## REQUIREMENT
Reproduce the data below word for word, from start to finish, but leave out the pictures.
Start RAW DATA
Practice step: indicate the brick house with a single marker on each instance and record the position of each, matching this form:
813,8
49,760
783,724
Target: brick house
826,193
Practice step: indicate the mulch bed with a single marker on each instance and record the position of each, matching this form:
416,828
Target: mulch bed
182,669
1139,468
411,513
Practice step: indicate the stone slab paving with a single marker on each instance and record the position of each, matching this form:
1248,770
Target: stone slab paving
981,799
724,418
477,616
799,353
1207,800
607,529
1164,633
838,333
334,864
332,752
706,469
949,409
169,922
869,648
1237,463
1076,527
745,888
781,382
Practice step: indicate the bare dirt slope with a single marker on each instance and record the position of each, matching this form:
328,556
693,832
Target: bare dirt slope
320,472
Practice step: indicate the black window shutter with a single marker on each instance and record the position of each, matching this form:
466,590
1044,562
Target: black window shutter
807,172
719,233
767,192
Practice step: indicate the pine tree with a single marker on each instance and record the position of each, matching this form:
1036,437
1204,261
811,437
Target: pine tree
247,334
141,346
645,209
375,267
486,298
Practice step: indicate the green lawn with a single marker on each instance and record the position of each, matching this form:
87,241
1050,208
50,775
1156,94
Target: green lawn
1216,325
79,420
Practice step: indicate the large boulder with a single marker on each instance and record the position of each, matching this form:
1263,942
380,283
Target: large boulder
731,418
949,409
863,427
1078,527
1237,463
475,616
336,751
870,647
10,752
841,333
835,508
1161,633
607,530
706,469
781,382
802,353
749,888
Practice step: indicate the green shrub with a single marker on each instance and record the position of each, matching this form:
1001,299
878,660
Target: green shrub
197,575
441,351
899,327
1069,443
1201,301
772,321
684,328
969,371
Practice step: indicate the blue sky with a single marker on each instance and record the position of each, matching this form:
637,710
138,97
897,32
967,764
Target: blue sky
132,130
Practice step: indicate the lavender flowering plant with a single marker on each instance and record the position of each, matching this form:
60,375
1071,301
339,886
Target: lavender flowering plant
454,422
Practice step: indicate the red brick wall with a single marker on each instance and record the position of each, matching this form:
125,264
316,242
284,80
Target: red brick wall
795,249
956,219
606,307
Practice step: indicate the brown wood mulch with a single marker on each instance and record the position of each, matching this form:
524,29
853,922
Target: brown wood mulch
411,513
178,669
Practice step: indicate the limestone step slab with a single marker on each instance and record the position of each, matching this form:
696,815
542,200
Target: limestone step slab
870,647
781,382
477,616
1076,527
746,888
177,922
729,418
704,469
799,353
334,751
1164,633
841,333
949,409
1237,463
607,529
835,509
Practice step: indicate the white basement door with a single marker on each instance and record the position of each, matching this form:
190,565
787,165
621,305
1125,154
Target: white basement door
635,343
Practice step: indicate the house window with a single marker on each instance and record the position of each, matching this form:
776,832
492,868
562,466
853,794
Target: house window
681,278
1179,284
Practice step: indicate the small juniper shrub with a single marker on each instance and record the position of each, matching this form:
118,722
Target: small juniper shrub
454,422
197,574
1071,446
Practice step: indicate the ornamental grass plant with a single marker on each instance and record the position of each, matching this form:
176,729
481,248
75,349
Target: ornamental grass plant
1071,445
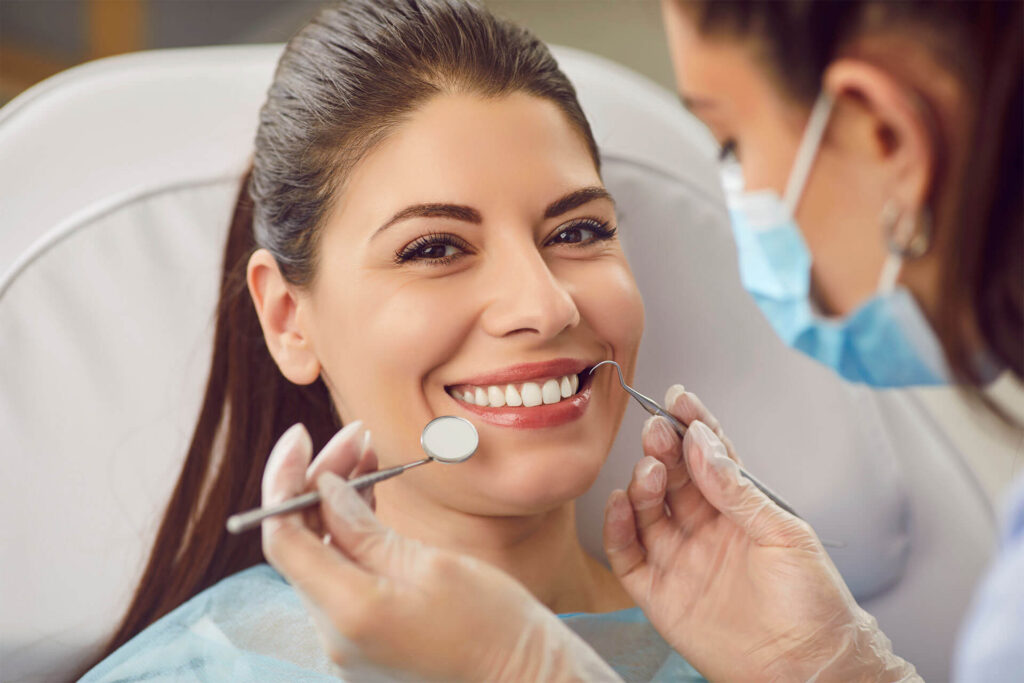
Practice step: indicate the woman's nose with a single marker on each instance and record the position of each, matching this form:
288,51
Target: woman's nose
525,297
End RAW DATA
## SOLUTION FOR THIS PROBLEM
Practice step: indicate the brick house with a single marker on each instance and record the position of each, matching this form:
813,8
49,760
783,724
Target: brick house
826,193
Practice step: indicate the mulch bed with a single marker on each instance and record the position of each, matching this form:
416,828
Target: mulch bed
182,669
1139,468
411,513
Practice step: indicate the stone slab paving with a single marker on each instance and record the position of each, matching this form:
1248,770
Target: stone slab paving
981,799
724,418
477,616
799,353
1207,800
607,529
1164,633
838,333
334,864
332,752
706,469
949,409
169,922
869,648
1237,463
1076,527
745,888
781,382
Practice step: indicate the bare dirt slope with a single marker on each instance and record the position of each, matching this form:
328,556
693,832
Target: bare dirt slope
320,472
Practice step: indicate the black window shutter with a single marker on each instance and record the position of each, matching this form:
466,590
1044,562
Target: black window shutter
807,172
719,233
767,192
Practice step: indicate the pine tree with a single marker on each instance and record the position of each, matching this form:
1036,437
1204,261
811,437
Target: pine tree
247,334
141,346
645,209
375,267
486,298
Practice step: indicate the green lawn with a single marker on each instance and record the position of each, matching this form:
87,241
1050,208
50,775
1156,94
Target: green lawn
1216,325
79,420
Practice step: indicate the large boulder with a single marker on each instance and record the position of each, matching this form:
1263,942
380,283
Target: large boulder
731,418
949,409
863,427
1078,527
1237,463
475,616
336,751
870,647
10,752
841,333
835,508
1161,633
607,530
706,469
781,382
802,353
749,888
Practice step: indicate the green shrub with a single marker on each instance and record the position of each, matching this form:
1001,299
878,660
Target: green shrub
197,575
441,351
899,327
1069,443
1201,301
772,321
684,328
969,371
Practice step: indicate the blue sky with a single marker on each instance and record the position of each, matching this form:
637,710
138,97
897,32
967,764
Target: blue sky
132,130
Practice step: indicate the lavender flowering plant with a single marker on each instance and record the position of each, matching this form:
60,375
1071,301
339,886
Target: lavender flowering plant
454,422
Practice step: indicate the red brick wall with a single marker on each instance and record the position of each, matching this form:
125,264
316,242
284,80
Target: red brick wall
795,249
956,219
606,307
Practice step: indicate the brown wood mulch with a single marker on each instance and record the position of each, matching this form:
524,29
853,922
Target: brown wood mulch
411,513
178,669
Practice step: indicate the limestone step slab with a single marker on each instance and record the position of each, matching this form:
696,815
542,200
Target: limestone step slab
870,647
781,382
477,616
1076,527
746,888
177,922
729,418
704,469
799,353
334,751
1164,633
841,333
949,409
1237,463
607,529
835,509
Practice step: indicate the white basement door with a single marker on each instance and record the position of each, matching this form:
190,565
787,165
621,305
1125,154
Target: white basement door
635,343
Practice step: indicate the house window with a single marker on each instance and record the position of each, matching this form:
776,832
492,868
562,466
853,794
Target: house window
681,278
1179,284
Practice step: indicate the small juniper shrub with a single marker on each instance and record the position of each, matching this form:
118,722
Target: small juniper shrub
454,422
197,574
1071,446
Practice step: indicate the ornamental grass plant with a single marker on each instance and record the position of each, matching this form:
176,729
481,248
75,349
Target: ornamental grass plant
1071,445
Practice step: indicate the woman's nose with a single marker on each instance and record the position of each, matching this form:
288,51
Target: woman's nose
525,297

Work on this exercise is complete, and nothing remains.